START RECORDS PROVIDED

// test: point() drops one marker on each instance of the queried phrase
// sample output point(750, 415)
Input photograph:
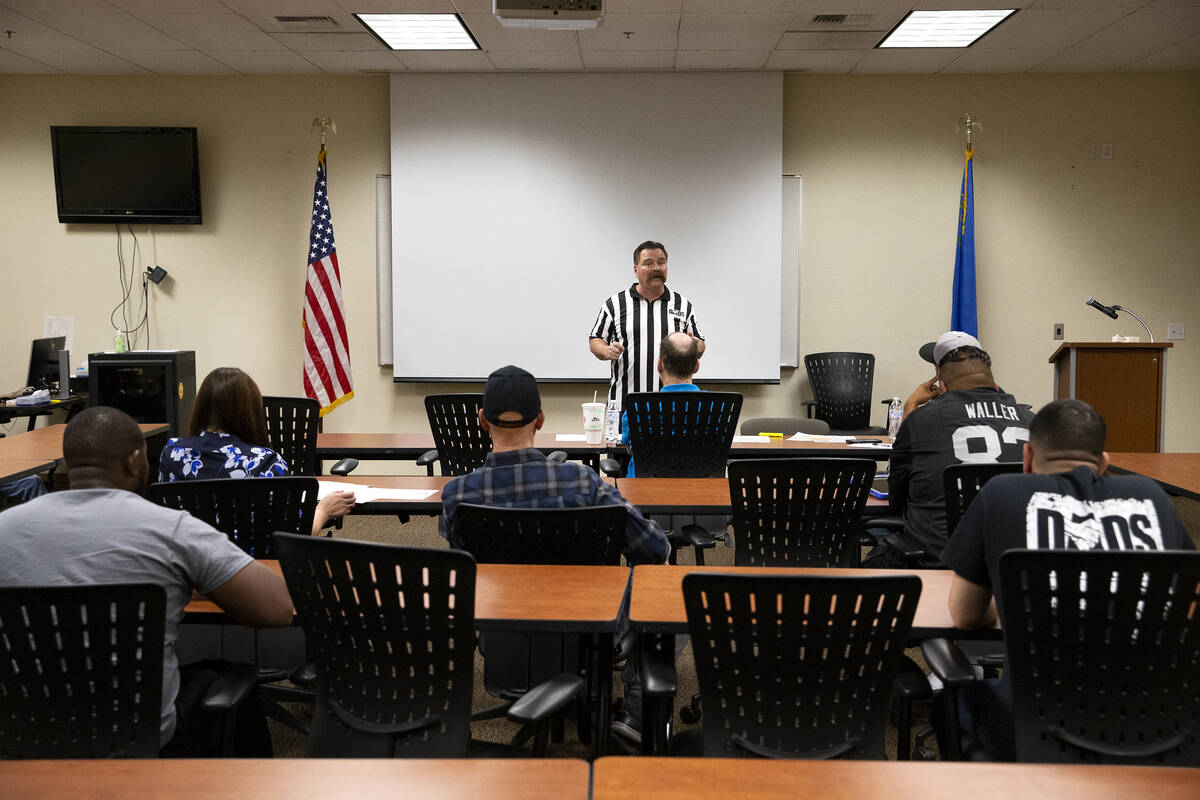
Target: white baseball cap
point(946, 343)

END RECORDS PROVIDED
START RECORDS PROVIDED

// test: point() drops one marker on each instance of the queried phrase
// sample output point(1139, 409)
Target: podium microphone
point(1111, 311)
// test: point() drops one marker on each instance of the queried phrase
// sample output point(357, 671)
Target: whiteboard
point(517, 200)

END RECORDS PROVIDED
START RECORDS PROVIDED

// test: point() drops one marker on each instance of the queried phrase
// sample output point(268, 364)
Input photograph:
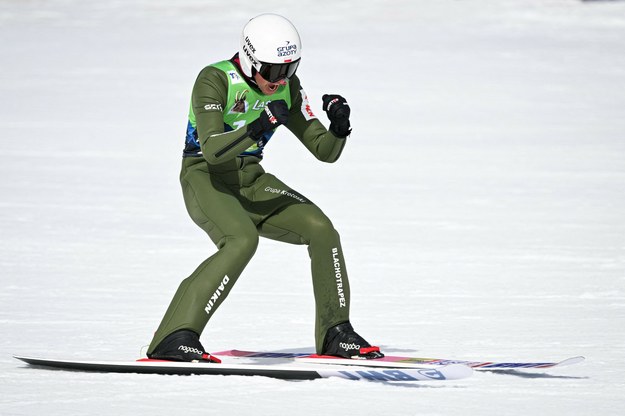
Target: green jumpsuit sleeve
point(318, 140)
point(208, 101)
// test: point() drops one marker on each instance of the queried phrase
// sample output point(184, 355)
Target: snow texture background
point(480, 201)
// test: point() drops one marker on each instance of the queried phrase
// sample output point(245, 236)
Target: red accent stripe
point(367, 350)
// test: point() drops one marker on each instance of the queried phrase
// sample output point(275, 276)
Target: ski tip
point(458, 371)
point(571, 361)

END RECORDS PROVIDED

## WHAT THE TASK REQUIRES
From the entries above, list each line that contains the string "Target", copying every such line in full.

## SOLUTION BELOW
Target: white baseball cap
Target: podium microphone
Target: whiteboard
Target: green jumpsuit sleeve
Target: snow texture background
Target: red accent stripe
Target: ski tip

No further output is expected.